→ OBJECTIF DE L'EXERCICE: D'après le texte sur l'adoption, pour quelle raison y avait-il toujours moins de filles dans les salles ?

→ TEXTE PRÉSENTÉ:
+ + + + +
Ils se demandaient peut-être, malgré leur jeune âge, qui aurait la chance de sortir de cette prison?
Nous
étions très émus. Nous regardions ces petits êtres qui n'avaient pas
demandé à venir au monde et qui n'avaient surtout pas demandé à vivre
dans de telles conditions.
Bien
entendu, tous recevaient les soins de base mais les religieuses
n'avaient pas le temps de leur donner l'affection dont ils avaient
besoin afin de se développer sainement.
Je crois que tous sentaient que ce moment était
important. Sans nous consulter, mes parents et moi, laissions aller
notre regard de l'un à l'autre, avec attention.
Naturellement, on ignorait les petites filles. C'est vraiment un garçon que mes parents voulaient.
De
toute façon, il y avait toujours moins de filles dans les salles. On
nous avait informés que celles-ci étaient adoptées plus facilement. On
nous avait dit aussi que plus l'enfant vieillissait, plus c'était
difficile de le faire adopter.
Il
y en avait un tout au fond de la salle avec de beaux grands yeux bleus.
Il semblait triste et nous regardait sans bouger. Il était très cerné et
tout aussi pâle que les autres, mais son regard nous fascinait.
Sans
nous consulter, nous regardions l'un et l'autre, mais notre regard
revenait et se portait régulièrement au fond de la salle.
Je
regardais mes parents et tout émue, je me suis rendu compte que nous
regardions tous dans la même direction. D'un commun accord, nous avions
jeté notre dévolu sur lui. Mes parents ont demandé à voir le bébé. La
religieuse, toute contente de savoir qu'un de ses petits avait peut-être
trouvé un foyer, est allée le chercher avec empressement.
Cela n'a
pas pris de temps pour exprimer notre accord. Nous pensions que
ça prendrait des mois avant qu'une chose aussi importante soit conclue. Mais
la religieuse nous dit que si nous avions du linge pour lui, il n'y
avait rien qui empêchait que nous le ramenions sur-le-champ.
Qu'est -ce que vous avez fait ?
Nous
sommes partis au magasin pour aller acheter les vêtements dont ce bébé
avait besoin. Il n'avait qu'une couche. Maintenant que nous avions vu
son petit visage, il était impensable qu'il reste une nuit de plus loin
de nous.
Au
magasin, nous étions comme des enfants devant le Père Noël. Ça faisait
longtemps que je n'avais pas vu mes parents aussi heureux et
enthousiastes. Ils avaient leur garçon et moi j'avais enfin un petit
frère.
C'était aussi facile que ça d'adopter un enfant dans ton temps ?
Oui.
Et quand je repense à cela aujourd'hui, je me demande combien d'enfants
ont eu autant de chance que mon frère d'être choisis par des parents
aimants.
Par
la suite, il n'y a eu aucune enquête de faite et jamais personne ne
s'est préoccupé de savoir si l'enfant était bien entouré. Je ne suis pas
certaine que tous ont eu d'aussi bons parents adoptifs
Qu'est- ce qui advenait de ceux qui n'étaient pas choisis ?
+ + + + +
→ ENSEMBLE D'ENREGISTREMENTS:
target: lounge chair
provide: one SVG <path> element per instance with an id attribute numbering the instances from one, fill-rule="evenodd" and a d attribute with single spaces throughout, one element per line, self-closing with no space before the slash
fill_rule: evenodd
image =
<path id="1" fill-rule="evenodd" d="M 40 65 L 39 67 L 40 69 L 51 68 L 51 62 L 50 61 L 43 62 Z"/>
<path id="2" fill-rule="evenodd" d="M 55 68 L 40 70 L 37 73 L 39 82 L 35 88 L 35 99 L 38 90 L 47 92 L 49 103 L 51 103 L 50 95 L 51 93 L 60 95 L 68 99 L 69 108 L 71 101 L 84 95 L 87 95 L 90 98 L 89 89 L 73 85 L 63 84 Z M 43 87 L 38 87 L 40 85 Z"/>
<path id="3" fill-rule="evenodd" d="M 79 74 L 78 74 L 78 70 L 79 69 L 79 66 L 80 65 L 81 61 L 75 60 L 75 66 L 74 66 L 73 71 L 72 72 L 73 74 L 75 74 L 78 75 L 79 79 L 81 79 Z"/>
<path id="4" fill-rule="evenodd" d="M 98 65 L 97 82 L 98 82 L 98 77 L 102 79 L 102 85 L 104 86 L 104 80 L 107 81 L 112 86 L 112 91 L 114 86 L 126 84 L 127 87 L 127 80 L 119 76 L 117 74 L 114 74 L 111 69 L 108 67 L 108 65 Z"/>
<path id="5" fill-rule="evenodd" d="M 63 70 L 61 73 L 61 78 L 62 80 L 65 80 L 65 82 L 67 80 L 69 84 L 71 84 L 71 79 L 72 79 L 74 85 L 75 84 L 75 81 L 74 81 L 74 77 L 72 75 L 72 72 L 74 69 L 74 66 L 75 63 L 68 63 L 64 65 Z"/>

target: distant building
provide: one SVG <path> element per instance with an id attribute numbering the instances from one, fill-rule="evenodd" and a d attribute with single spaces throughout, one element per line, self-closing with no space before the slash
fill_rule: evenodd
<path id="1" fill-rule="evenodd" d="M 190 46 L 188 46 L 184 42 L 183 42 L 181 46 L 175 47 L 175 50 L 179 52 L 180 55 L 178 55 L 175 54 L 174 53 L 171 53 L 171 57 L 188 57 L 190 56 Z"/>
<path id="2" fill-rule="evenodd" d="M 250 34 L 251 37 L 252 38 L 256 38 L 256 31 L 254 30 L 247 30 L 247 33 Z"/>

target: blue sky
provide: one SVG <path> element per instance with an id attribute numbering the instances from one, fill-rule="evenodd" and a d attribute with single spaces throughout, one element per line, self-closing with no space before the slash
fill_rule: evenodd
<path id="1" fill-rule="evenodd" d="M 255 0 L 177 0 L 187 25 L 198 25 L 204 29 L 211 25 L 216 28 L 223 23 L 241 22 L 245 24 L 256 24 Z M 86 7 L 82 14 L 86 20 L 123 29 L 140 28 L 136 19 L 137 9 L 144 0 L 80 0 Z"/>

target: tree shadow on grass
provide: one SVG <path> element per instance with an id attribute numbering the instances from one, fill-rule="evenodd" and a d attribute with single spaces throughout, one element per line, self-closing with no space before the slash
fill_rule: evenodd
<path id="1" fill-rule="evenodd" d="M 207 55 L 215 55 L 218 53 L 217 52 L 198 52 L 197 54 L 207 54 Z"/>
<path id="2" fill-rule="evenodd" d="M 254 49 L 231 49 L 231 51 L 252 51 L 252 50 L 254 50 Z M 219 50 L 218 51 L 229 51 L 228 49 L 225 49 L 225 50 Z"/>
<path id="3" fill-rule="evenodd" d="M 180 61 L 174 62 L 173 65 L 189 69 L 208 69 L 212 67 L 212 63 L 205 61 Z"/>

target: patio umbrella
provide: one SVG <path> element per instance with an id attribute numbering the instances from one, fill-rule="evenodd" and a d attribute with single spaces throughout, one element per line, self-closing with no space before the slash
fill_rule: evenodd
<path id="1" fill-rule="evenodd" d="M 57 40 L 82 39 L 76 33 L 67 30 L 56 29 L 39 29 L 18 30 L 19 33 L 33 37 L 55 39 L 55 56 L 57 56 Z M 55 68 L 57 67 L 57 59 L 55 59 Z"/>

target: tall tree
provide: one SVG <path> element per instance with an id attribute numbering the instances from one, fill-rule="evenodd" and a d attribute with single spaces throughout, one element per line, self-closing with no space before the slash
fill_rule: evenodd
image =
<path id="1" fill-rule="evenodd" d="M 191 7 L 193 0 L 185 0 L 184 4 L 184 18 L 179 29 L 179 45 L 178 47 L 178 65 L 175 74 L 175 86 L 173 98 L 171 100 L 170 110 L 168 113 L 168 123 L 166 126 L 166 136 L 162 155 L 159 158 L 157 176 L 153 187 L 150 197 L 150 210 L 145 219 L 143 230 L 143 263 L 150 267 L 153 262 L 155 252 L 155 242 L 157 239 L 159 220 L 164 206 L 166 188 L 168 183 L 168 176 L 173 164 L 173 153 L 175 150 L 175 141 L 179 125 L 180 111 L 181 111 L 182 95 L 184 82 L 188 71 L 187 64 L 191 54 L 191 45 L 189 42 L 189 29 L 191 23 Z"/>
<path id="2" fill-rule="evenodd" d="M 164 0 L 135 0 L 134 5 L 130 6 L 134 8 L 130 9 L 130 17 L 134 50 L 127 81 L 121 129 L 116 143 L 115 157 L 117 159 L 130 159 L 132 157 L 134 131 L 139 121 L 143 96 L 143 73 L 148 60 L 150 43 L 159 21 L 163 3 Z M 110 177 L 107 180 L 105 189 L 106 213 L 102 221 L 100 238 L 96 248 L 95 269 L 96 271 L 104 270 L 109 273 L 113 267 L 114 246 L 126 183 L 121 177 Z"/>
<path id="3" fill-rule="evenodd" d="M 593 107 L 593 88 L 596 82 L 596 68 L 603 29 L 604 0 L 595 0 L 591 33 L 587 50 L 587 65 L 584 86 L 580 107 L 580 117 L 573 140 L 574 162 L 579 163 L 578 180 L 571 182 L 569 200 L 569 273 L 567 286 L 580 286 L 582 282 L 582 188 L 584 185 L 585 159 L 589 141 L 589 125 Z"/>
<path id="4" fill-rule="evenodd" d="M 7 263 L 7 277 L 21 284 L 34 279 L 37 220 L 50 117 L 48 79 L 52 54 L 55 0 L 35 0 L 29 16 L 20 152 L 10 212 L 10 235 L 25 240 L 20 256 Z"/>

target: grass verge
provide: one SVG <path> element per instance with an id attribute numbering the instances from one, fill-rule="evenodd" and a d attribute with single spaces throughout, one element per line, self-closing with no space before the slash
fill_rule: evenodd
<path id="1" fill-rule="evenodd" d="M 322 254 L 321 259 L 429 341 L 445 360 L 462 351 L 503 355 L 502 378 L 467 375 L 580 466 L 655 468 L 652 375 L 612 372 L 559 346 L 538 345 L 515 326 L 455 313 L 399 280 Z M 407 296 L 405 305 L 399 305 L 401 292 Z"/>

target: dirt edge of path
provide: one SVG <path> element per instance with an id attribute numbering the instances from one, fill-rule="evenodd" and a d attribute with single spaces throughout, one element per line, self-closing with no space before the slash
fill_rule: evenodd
+ + + + +
→ EN RÉPONSE: Parce que les filles étaient adoptées plus facilement.